ACTION ITEM> Nothing in the data is to be left out; copy it exactly.

PROVIDED DATA>
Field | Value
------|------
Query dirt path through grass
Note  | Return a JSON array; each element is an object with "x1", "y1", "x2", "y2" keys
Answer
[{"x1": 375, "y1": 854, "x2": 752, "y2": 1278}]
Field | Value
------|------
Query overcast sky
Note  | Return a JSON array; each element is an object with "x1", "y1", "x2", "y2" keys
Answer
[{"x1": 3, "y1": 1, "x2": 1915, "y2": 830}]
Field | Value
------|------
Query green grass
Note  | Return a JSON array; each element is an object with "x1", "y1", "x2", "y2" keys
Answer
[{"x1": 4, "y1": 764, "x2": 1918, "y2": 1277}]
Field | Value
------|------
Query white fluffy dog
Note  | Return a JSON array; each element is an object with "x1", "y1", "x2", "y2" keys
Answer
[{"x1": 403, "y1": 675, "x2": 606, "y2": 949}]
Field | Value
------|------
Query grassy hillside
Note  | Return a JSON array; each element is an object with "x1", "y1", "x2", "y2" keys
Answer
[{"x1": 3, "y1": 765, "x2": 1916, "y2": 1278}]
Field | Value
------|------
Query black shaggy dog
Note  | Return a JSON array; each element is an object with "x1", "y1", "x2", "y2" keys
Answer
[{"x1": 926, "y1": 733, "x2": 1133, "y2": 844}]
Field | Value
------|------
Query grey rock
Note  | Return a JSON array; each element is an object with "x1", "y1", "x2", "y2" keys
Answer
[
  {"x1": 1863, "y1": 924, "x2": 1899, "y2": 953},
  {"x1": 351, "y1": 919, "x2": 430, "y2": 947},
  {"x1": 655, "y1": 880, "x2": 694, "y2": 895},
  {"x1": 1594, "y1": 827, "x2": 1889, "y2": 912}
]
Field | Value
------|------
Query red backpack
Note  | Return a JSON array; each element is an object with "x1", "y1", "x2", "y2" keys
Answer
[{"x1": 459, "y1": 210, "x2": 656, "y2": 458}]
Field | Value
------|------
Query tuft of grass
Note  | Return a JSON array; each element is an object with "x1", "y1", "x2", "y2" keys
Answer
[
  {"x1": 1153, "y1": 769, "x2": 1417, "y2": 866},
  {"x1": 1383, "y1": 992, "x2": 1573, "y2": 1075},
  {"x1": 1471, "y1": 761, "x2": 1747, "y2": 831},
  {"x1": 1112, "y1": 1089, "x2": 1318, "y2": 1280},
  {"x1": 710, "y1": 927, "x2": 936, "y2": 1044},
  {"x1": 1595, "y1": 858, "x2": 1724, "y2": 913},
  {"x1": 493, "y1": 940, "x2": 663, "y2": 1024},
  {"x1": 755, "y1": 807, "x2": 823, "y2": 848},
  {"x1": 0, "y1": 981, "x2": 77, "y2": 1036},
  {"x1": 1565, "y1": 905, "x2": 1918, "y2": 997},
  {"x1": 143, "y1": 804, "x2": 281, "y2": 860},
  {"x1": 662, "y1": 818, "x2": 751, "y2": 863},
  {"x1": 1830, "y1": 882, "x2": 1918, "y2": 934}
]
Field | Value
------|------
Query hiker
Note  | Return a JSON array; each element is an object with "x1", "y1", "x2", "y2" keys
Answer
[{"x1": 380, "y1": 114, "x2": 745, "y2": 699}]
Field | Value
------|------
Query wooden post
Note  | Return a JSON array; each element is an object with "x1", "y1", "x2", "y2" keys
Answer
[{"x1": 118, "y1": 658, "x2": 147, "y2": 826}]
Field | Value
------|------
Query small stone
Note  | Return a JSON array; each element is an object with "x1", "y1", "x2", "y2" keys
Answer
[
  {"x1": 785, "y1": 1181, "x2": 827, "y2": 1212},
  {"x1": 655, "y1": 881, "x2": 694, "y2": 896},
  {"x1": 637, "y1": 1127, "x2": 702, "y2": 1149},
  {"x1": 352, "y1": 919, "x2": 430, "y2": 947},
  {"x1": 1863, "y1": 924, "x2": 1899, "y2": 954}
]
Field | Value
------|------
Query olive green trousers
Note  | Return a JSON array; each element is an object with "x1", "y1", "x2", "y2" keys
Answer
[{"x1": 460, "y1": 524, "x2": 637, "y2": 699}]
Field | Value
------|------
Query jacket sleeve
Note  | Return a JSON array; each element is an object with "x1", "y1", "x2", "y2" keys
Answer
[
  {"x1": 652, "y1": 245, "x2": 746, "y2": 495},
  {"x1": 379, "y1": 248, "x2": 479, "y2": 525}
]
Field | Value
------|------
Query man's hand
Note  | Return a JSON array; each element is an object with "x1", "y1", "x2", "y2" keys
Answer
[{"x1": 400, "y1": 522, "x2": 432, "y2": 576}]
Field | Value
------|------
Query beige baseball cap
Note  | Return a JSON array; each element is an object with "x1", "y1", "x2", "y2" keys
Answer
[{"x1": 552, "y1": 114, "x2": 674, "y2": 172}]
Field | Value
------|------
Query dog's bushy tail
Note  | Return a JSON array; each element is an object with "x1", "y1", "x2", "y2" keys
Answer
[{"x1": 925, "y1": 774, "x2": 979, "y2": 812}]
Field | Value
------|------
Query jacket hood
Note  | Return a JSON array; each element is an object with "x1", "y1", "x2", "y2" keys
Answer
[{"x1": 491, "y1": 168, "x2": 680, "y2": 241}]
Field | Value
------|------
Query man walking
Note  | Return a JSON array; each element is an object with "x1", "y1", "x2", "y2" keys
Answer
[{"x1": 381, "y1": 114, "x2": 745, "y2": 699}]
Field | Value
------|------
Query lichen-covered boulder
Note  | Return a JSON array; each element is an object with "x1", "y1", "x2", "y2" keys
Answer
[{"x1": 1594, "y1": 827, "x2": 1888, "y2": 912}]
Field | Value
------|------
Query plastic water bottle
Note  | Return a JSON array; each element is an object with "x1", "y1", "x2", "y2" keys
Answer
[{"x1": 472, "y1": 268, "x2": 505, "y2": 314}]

ANSWER SPACE>
Field | Value
------|------
Query dirt path through grass
Note  | Return a JSON array; each element is an object with "x1", "y1", "x2", "y2" keys
Answer
[{"x1": 375, "y1": 854, "x2": 752, "y2": 1278}]
Field | Value
------|------
Query overcast sky
Note  | Return a JSON array; each element is an object with "x1", "y1", "x2", "y2" keys
Answer
[{"x1": 3, "y1": 1, "x2": 1915, "y2": 830}]
Field | Value
------|------
Query green grass
Note  | Return a JSON array; each element is an object with "x1", "y1", "x2", "y2" keys
Answer
[{"x1": 4, "y1": 764, "x2": 1918, "y2": 1277}]
Field | Value
------|------
Query white fluffy dog
Note  | Return a JSON array; each element is an object with "x1", "y1", "x2", "y2" keys
Answer
[{"x1": 403, "y1": 675, "x2": 606, "y2": 949}]
Field | Value
------|------
Query grassy hillside
Note  | Return a JSON array; each element is an object with "x1", "y1", "x2", "y2" keys
Answer
[{"x1": 3, "y1": 765, "x2": 1916, "y2": 1278}]
Field | Value
------|------
Query black shaggy dog
Note  | Return a JSON array; each element is an object with "x1", "y1", "x2", "y2" keys
Answer
[{"x1": 926, "y1": 733, "x2": 1133, "y2": 844}]
Field | Value
------|------
Query grey rock
Note  | Return a JSON array; each element is an object with "x1", "y1", "x2", "y2" keys
Answer
[
  {"x1": 1863, "y1": 924, "x2": 1899, "y2": 953},
  {"x1": 351, "y1": 919, "x2": 430, "y2": 947},
  {"x1": 655, "y1": 880, "x2": 694, "y2": 895},
  {"x1": 1594, "y1": 827, "x2": 1889, "y2": 912}
]
Field | Value
------|------
Query red backpack
Note  | Return a JSON array; each element is an object with "x1", "y1", "x2", "y2" keys
Answer
[{"x1": 459, "y1": 210, "x2": 656, "y2": 458}]
Field | Value
------|------
Query tuft of grass
Note  | Return a JSON array; each element is an object with "x1", "y1", "x2", "y2" keys
Answer
[
  {"x1": 1153, "y1": 769, "x2": 1417, "y2": 866},
  {"x1": 1383, "y1": 992, "x2": 1573, "y2": 1075},
  {"x1": 1471, "y1": 761, "x2": 1747, "y2": 831},
  {"x1": 1112, "y1": 1089, "x2": 1318, "y2": 1280},
  {"x1": 710, "y1": 927, "x2": 936, "y2": 1044},
  {"x1": 1595, "y1": 858, "x2": 1724, "y2": 913},
  {"x1": 493, "y1": 940, "x2": 663, "y2": 1024},
  {"x1": 755, "y1": 807, "x2": 823, "y2": 848},
  {"x1": 0, "y1": 981, "x2": 77, "y2": 1036},
  {"x1": 1565, "y1": 905, "x2": 1918, "y2": 997},
  {"x1": 143, "y1": 804, "x2": 281, "y2": 860},
  {"x1": 662, "y1": 818, "x2": 751, "y2": 863},
  {"x1": 1830, "y1": 882, "x2": 1918, "y2": 934}
]
Field | Value
------|------
Query hiker
Note  | Return a JSON array; each element is an object with "x1", "y1", "x2", "y2" keys
Answer
[{"x1": 380, "y1": 114, "x2": 745, "y2": 699}]
Field | Value
------|------
Query wooden post
Note  | Return a JSON array; each element is an object with "x1", "y1", "x2", "y2" keys
Answer
[{"x1": 118, "y1": 658, "x2": 147, "y2": 826}]
Field | Value
------|------
Query small stone
Note  | Return a JSON array; each element is an object with "x1", "y1", "x2", "y2" keys
Answer
[
  {"x1": 785, "y1": 1181, "x2": 827, "y2": 1212},
  {"x1": 655, "y1": 881, "x2": 694, "y2": 896},
  {"x1": 637, "y1": 1127, "x2": 702, "y2": 1149},
  {"x1": 352, "y1": 919, "x2": 430, "y2": 947},
  {"x1": 1863, "y1": 924, "x2": 1899, "y2": 954}
]
Field | Value
------|------
Query olive green trousers
Note  | Return a JSON array; each element is an object with "x1", "y1", "x2", "y2" keys
Answer
[{"x1": 460, "y1": 524, "x2": 637, "y2": 699}]
Field | Value
------|------
Query jacket sleeve
Note  | Return a JSON array; each element is an object with "x1", "y1", "x2", "y2" keys
Answer
[
  {"x1": 652, "y1": 245, "x2": 746, "y2": 495},
  {"x1": 379, "y1": 248, "x2": 479, "y2": 525}
]
Field | Value
------|------
Query man's hand
Note  | Return a JSON array; each element is an object with "x1", "y1", "x2", "y2" keys
Answer
[{"x1": 400, "y1": 522, "x2": 432, "y2": 576}]
Field | Value
------|------
Query beige baseball cap
Note  | Return a JSON array; each element is an object with "x1", "y1", "x2", "y2" keys
Answer
[{"x1": 552, "y1": 114, "x2": 674, "y2": 172}]
Field | Value
------|------
Query dog's bushy tail
Note  | Return a JSON array; each element is an object with "x1", "y1", "x2", "y2" keys
Answer
[{"x1": 925, "y1": 774, "x2": 979, "y2": 812}]
Field | Value
------|------
Query jacket hood
Note  | Return a JSON array; each element is an object with "x1", "y1", "x2", "y2" keys
Answer
[{"x1": 491, "y1": 168, "x2": 680, "y2": 241}]
Field | Value
------|------
Query man walking
Note  | Return a JSON array; each element is an object with "x1", "y1", "x2", "y2" keys
Answer
[{"x1": 381, "y1": 114, "x2": 745, "y2": 699}]
Field | Value
------|------
Query lichen-covered boulder
Note  | Return a JSON array; each element is an object with "x1", "y1", "x2", "y2" keys
Answer
[{"x1": 1594, "y1": 827, "x2": 1888, "y2": 912}]
Field | Value
------|------
Query plastic water bottle
Note  | Return a JSON array; each element is an object with "x1", "y1", "x2", "y2" keys
Answer
[{"x1": 472, "y1": 268, "x2": 505, "y2": 314}]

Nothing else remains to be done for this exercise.